* [Problems to solve]:
1. From the text about the LG group, return the passage starting at "LG AI Research was" and ending at "66% cost reduction.", copied word for word.
2. Take the text about the LG group further, picking up right after its final sentence.

* [Text section]:
--- START ---
LG AI Research was launched in December 2021. In 2021, the company announced its first version of EXAONE. In 2023, the company stated that the language model reduced costs by 78% by making inference faster and using memory more efficiently and multimodal model used more memory to improve content quality while significantly increasing inference speed, leading to a 66% cost reduction.

=== Corporate governance ===

As of September 2023:

| Shareholder | Stake (%) | Flag |
|---|---|---|
| Koo Kwang-mo | 15.95% |  |
| National Pension Service | 6.83% |  |
| Silchester International Investors | 6.03% |  |
| Koo Bon-sik | 4.48% |  |
| Kim Young-sik | 4.20% |  |
| Koo Bon-neung | 3.05% |  |
| Koo Yeon-kyung | 2.92% |  |
| LG Yonam Foundation | 2.13% |  |
| Koo Bon-joon | 2.04% |  |
| LG Yonam Cultural Foundation | 1.12% |  |
| Koo Yeon-soo | 0.72% |  |
| Kim Sun-hye | 0.69% |  |
| Koo Mi-jung | 0.69% |  |
| Lee Uk-jin | 0.61% |  |
| Koo Hyung-mo | 0.60% |  |
| LG Evergreen Foundation | 0.48% |  |
| Koo Ja-young | 0.34% |  |
| LG Welfare Foundation | 0.23% |  |

===Subsidiaries===

- LG Electronics
- LG Display
- LG Innotek
- LG Chem
- LG Energy Solution
- LG Household & Health Care
- LG AI Research
- LG U+
- LG CNS
- G2R
- HS Ad

=== Associated companies ===
- GS Group
- LS Group
- LIG Group
- LX Group

=== Sports sponsorship ===
LG owns the South Korean professional baseball team LG Twins, and is the main sponsor of basketball team Changwon LG Sakers. LG is also a partner of the American professional baseball team Texas Rangers.
--- END ---
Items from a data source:
--- START ---
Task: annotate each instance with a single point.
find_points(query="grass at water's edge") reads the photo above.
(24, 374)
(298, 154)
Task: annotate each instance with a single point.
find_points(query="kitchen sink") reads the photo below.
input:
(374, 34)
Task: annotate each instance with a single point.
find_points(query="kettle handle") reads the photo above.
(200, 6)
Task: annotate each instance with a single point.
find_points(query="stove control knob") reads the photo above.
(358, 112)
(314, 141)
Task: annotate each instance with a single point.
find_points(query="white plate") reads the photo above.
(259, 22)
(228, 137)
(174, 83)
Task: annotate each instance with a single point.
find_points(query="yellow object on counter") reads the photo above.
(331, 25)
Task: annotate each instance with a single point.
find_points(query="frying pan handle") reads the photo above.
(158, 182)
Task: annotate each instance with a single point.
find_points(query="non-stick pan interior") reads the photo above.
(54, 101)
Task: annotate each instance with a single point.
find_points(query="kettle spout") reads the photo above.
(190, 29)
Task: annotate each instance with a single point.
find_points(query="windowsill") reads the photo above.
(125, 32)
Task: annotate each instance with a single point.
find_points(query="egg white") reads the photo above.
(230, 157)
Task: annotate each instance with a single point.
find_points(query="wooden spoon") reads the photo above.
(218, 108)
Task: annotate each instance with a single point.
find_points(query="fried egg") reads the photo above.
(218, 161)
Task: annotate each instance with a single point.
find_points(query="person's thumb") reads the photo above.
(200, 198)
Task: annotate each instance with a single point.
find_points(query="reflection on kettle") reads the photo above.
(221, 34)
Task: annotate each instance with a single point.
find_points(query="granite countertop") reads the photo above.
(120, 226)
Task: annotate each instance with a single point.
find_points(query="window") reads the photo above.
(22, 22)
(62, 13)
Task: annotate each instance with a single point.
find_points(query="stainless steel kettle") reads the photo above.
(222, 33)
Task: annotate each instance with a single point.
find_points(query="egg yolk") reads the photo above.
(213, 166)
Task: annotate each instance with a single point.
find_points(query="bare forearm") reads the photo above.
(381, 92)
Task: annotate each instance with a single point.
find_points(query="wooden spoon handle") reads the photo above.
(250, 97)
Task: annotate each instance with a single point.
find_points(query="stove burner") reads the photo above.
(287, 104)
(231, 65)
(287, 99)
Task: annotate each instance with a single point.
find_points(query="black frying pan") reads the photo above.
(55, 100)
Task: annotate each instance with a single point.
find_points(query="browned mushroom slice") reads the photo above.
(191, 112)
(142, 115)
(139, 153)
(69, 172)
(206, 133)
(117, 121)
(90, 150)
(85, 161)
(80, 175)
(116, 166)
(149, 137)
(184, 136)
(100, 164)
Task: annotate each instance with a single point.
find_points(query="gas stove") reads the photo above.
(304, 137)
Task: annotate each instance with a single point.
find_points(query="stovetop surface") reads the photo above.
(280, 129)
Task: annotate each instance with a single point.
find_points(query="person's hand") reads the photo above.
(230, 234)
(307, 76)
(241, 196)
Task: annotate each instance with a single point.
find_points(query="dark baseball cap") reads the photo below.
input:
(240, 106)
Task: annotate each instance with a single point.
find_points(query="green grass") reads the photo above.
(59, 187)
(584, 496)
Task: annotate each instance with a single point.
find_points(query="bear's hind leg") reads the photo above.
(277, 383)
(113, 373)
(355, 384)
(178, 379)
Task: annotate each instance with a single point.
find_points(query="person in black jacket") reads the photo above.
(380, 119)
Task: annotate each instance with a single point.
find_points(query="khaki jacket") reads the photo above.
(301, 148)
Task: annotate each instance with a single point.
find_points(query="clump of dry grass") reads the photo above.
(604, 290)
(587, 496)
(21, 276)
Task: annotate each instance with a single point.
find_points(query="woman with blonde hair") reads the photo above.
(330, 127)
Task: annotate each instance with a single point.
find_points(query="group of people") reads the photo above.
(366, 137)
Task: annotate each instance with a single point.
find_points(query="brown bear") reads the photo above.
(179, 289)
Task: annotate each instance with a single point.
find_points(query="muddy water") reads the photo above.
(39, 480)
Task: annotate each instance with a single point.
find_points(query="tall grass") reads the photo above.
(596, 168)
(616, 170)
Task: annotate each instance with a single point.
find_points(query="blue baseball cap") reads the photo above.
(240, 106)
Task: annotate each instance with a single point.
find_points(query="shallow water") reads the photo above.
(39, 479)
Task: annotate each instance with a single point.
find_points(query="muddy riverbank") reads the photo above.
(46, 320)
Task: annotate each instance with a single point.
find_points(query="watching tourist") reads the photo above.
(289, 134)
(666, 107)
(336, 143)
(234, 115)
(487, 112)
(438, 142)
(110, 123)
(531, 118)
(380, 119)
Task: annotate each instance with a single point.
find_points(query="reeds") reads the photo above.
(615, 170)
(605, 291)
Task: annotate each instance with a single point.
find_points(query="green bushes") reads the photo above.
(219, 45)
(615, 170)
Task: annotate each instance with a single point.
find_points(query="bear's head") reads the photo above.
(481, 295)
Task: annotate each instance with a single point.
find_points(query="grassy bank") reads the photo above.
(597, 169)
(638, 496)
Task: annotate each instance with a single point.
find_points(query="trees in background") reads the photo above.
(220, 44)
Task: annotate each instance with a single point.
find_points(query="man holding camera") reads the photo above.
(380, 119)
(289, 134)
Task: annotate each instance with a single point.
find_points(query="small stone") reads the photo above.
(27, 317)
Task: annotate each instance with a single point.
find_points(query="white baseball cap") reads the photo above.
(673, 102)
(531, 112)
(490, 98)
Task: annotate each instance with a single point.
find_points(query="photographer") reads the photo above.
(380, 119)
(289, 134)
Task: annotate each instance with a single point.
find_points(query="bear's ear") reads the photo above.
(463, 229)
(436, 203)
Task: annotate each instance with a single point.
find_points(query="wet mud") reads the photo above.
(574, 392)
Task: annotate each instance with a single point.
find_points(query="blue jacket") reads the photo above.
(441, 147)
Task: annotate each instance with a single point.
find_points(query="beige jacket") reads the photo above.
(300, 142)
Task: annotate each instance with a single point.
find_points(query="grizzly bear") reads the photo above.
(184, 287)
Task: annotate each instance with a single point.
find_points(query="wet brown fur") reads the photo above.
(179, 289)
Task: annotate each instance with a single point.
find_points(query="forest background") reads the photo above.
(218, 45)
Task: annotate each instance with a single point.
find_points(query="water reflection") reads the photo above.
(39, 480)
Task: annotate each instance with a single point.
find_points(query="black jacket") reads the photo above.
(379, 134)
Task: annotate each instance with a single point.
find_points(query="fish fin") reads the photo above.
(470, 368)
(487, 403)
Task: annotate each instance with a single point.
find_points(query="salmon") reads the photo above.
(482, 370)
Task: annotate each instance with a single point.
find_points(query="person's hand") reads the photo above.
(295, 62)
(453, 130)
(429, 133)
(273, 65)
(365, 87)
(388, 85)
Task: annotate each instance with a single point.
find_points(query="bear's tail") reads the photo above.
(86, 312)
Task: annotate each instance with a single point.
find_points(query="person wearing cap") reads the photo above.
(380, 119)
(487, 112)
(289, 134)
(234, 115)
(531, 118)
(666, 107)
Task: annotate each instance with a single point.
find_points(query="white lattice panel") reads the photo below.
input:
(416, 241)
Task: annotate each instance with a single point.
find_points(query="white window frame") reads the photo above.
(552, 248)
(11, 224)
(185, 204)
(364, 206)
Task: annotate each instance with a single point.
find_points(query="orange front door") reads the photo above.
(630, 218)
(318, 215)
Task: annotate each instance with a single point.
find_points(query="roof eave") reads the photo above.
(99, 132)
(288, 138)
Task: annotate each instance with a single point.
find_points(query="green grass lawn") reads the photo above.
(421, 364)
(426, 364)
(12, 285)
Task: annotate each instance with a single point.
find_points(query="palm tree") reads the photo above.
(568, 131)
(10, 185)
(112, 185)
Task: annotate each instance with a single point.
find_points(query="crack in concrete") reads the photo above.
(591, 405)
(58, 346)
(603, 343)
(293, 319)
--- END ---
* [Exercise answers]:
1.
LG AI Research was launched in December 2021. In 2021, the company announced its first version of EXAONE. In 2023, the company stated that the language model reduced costs by 78% by making inference faster and using memory more efficiently and multimodal model used more memory to improve content quality while significantly increasing inference speed, leading to a 66% cost reduction.

2.
LG also sponsored football clubs Girondins de Bordeaux from 1999 to 2000, Leicester City F.C. from 2001 to 2003, Olympique Lyonnais from 2004 to 2006, AEK Athens from 2006 to 2009, Fulham F.C. from 2007 to 2010 and Bayer 04 Leverkusen from 2013 to 2016.